=== PROVIDED MATERIAL ===

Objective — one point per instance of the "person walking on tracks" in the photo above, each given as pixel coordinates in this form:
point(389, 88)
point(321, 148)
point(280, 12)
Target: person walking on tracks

===

■ AIM OF THE TASK
Spot every line in the entries that includes the word "person", and copy each one out.

■ ANSWER TO THIS PROBLEM
Objective — one point per instance of the "person walking on tracks" in the photo above, each given as pixel coordinates in this form:
Target: person walking on tracks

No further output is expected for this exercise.